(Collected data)
|---|
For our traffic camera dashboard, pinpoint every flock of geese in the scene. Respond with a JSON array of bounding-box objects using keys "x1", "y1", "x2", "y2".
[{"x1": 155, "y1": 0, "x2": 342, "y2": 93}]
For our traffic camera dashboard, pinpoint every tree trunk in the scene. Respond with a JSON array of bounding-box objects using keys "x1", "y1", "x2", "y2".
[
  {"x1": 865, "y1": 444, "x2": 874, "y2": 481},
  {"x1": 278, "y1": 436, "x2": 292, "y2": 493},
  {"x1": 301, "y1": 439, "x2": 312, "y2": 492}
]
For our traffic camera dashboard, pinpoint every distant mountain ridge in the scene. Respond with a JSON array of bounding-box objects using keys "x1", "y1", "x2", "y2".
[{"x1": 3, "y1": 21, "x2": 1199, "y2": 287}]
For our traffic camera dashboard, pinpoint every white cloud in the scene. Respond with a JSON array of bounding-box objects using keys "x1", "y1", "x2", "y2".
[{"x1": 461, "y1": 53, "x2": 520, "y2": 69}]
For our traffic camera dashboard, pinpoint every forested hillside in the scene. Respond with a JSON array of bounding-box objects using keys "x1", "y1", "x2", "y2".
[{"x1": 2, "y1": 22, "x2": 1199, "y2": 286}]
|---|
> **YOUR TASK**: The records above must be transcribed in full, word for word.

> **COMPLETED EXERCISE**:
For our traffic camera dashboard, pinpoint every flock of geese in the scene. Respond with a JSON array of bounding-box objects using keys "x1", "y1", "x2", "y2".
[{"x1": 155, "y1": 0, "x2": 342, "y2": 93}]
For our traffic camera dashboard, pinpoint every tree trunk in the scene. Respond with a JSON array of bounding-box objects using keys "x1", "y1", "x2", "y2".
[
  {"x1": 865, "y1": 444, "x2": 874, "y2": 481},
  {"x1": 278, "y1": 436, "x2": 292, "y2": 493},
  {"x1": 301, "y1": 439, "x2": 312, "y2": 492}
]
For our traffic camera dashboard, pinpoint every distant mountain ridge in the scene. Respond with a JSON array of bounding-box objects using keys "x1", "y1", "x2", "y2".
[{"x1": 3, "y1": 21, "x2": 1199, "y2": 287}]
For our traffic camera dashboard, pinpoint every white cloud in the scene. Respond with a JSON array of bounding-box objects using keys "x1", "y1", "x2", "y2".
[{"x1": 461, "y1": 53, "x2": 520, "y2": 69}]
For our traffic camera dashboard, pinpoint every forested hillside in the scene. Respond with a JSON array of bounding-box objects using keys "x1", "y1", "x2", "y2".
[{"x1": 2, "y1": 22, "x2": 1199, "y2": 286}]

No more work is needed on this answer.